(Stored records)
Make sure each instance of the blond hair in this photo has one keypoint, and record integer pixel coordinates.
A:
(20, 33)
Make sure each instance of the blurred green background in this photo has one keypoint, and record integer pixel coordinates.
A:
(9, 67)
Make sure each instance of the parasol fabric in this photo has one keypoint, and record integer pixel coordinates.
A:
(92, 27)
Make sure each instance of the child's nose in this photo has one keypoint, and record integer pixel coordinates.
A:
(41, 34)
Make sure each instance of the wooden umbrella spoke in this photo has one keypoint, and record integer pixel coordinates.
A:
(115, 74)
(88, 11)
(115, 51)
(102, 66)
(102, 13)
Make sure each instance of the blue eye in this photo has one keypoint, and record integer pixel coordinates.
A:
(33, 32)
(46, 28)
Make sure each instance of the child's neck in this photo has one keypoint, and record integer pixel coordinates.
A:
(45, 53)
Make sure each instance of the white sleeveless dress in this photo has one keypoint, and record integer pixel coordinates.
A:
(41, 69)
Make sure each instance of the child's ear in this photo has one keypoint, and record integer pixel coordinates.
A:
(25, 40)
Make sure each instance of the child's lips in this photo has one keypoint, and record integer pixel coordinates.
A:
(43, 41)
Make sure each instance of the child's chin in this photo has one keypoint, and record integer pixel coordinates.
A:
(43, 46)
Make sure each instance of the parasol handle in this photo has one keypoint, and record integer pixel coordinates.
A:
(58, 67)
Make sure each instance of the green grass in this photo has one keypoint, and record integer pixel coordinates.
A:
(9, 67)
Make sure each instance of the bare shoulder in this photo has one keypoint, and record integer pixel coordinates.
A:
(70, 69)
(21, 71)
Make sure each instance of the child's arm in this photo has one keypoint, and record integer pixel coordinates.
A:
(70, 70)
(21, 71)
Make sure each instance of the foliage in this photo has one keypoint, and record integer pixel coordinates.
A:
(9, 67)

PROMPT
Print all the data above word for word.

RESPONSE
Make sure each instance of the blond hair in this photo has one keypoint, and record integer pixel coordinates.
A:
(20, 33)
Make sure each instance of the blurred green background in this photo has one keypoint, and record integer pixel coordinates.
A:
(9, 67)
Make sure each instance of the parasol fabric in this photo has one keypoint, and record integer pixel coordinates.
A:
(92, 27)
Make sure each instance of the child's nose in this photo has one keypoint, and record integer pixel coordinates.
A:
(41, 34)
Make sure each instance of the wooden umbrella spoke in this photo has one keypoint, and record integer pixel coordinates.
A:
(115, 74)
(88, 11)
(115, 51)
(102, 66)
(102, 13)
Make sure each instance of the blue eye in this photo has one keypoint, and record integer pixel coordinates.
A:
(33, 32)
(46, 28)
Make sure each instance of the child's neck in this photo has one keypoint, and record integer pixel coordinates.
A:
(45, 53)
Make sure each instance of the white sleeveless dress in this photo has one keypoint, and record integer pixel coordinates.
A:
(41, 69)
Make sure each instance of the child's ear in this photo has one keypoint, and record integer pixel coordinates.
A:
(25, 40)
Make sure each instance of the child's lips in this photo has one keypoint, and record integer pixel coordinates.
A:
(43, 41)
Make sure each instance of the child's chin in this photo has one keypoint, and record integer pixel coordinates.
A:
(43, 46)
Make sure each instance of the parasol handle in this photo has one keypoint, and record integer pixel coordinates.
A:
(58, 67)
Make sure each instance of the green grass in this photo has one keypoint, and record integer pixel coordinates.
A:
(9, 67)
Make sure each instance of the bare shoulder in this photo has one keypoint, and record integer pixel coordinates.
A:
(70, 69)
(21, 71)
Make sure each instance of the child's arm in this photo has one keypoint, and record integer pixel coordinates.
A:
(70, 70)
(21, 71)
Make sure each instance of the foliage in this photo has one keypoint, and record integer pixel coordinates.
A:
(9, 67)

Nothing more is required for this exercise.